[start Data lines]

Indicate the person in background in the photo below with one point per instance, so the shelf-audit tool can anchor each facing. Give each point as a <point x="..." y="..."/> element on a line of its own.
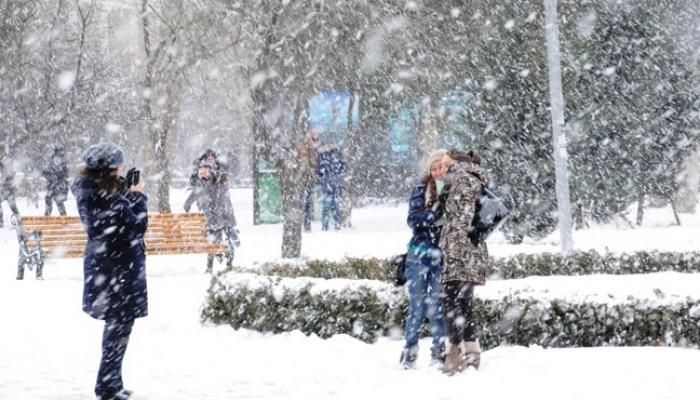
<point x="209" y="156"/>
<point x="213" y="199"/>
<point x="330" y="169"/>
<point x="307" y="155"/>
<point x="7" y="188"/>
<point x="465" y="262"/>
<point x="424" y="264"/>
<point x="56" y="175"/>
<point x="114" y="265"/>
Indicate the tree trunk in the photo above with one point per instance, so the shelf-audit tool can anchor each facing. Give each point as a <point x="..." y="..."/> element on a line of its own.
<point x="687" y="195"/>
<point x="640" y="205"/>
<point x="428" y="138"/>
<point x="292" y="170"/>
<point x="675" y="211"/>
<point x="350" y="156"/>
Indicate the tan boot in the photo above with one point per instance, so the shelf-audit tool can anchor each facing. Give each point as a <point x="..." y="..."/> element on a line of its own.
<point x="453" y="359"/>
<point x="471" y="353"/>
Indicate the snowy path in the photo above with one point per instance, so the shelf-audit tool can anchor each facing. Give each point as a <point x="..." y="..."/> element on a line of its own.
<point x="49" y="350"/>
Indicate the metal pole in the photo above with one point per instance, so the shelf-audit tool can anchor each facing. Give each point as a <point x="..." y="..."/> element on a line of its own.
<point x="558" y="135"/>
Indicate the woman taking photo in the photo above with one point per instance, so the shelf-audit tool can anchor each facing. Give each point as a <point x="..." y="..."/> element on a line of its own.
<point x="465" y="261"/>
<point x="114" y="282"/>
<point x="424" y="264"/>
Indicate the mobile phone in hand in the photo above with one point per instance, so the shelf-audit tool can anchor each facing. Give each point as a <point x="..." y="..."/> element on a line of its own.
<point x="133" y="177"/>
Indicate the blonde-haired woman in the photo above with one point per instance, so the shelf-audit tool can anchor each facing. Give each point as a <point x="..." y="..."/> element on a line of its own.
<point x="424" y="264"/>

[end Data lines]
[start Data lines]

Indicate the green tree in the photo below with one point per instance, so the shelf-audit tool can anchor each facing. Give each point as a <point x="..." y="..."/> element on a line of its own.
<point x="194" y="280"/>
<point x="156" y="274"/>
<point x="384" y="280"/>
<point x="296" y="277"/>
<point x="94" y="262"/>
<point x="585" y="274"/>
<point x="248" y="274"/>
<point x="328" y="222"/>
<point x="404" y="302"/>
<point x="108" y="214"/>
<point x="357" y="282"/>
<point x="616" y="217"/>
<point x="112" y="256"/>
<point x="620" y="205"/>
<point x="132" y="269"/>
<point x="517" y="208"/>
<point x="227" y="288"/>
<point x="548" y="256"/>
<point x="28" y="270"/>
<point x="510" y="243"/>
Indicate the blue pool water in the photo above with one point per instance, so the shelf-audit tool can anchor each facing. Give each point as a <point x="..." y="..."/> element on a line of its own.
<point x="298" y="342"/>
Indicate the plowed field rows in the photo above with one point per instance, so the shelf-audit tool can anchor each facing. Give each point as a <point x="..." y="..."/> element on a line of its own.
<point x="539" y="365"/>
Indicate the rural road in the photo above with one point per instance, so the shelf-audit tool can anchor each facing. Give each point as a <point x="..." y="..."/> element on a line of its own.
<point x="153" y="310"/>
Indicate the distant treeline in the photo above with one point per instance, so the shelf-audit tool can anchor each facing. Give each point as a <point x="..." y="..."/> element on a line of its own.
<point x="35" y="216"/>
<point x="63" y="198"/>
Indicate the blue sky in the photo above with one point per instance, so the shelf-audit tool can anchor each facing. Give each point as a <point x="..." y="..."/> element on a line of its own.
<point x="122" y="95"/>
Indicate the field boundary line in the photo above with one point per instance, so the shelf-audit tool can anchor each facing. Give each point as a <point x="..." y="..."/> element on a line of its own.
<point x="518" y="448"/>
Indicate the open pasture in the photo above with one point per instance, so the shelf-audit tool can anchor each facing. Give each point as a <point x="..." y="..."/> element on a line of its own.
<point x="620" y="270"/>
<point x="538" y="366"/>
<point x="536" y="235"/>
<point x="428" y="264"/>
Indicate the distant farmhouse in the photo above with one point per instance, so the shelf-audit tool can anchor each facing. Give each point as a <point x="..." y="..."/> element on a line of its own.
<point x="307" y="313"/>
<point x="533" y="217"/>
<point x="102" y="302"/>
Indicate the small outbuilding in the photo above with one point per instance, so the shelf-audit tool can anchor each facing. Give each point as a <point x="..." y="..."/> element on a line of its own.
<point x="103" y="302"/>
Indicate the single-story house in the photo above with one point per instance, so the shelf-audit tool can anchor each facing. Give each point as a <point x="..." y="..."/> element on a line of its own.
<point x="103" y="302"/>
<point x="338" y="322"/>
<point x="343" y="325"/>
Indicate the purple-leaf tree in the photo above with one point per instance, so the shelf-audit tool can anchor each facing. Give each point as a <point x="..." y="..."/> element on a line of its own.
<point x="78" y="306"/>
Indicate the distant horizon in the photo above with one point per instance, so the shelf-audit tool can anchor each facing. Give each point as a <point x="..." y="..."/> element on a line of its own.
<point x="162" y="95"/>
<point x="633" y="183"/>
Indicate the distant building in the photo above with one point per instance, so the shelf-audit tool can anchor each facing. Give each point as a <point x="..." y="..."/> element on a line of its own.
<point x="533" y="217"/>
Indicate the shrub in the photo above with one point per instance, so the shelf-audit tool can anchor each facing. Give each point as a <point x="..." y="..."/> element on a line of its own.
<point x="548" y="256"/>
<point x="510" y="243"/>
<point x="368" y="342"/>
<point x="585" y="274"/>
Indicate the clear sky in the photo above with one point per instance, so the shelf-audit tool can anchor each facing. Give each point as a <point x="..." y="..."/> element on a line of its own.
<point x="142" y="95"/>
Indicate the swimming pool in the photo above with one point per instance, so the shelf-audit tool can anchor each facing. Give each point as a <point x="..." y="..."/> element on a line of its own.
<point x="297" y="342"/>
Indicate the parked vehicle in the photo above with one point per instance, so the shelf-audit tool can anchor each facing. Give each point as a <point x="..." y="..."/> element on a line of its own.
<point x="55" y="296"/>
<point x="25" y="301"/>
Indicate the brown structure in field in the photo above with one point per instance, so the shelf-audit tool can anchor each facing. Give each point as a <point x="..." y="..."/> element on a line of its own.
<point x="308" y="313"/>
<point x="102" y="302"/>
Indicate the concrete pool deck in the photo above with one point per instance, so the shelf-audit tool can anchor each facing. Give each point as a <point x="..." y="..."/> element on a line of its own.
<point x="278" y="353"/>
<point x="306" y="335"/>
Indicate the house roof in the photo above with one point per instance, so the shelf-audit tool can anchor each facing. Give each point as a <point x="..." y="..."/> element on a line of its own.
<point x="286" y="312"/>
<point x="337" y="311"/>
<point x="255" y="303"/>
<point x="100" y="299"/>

[end Data lines]

To be done
Count the lines in the entries above that contain the word "field", with uppercase and lowercase treated as different. Reply with the number alone.

Solution for this exercise
3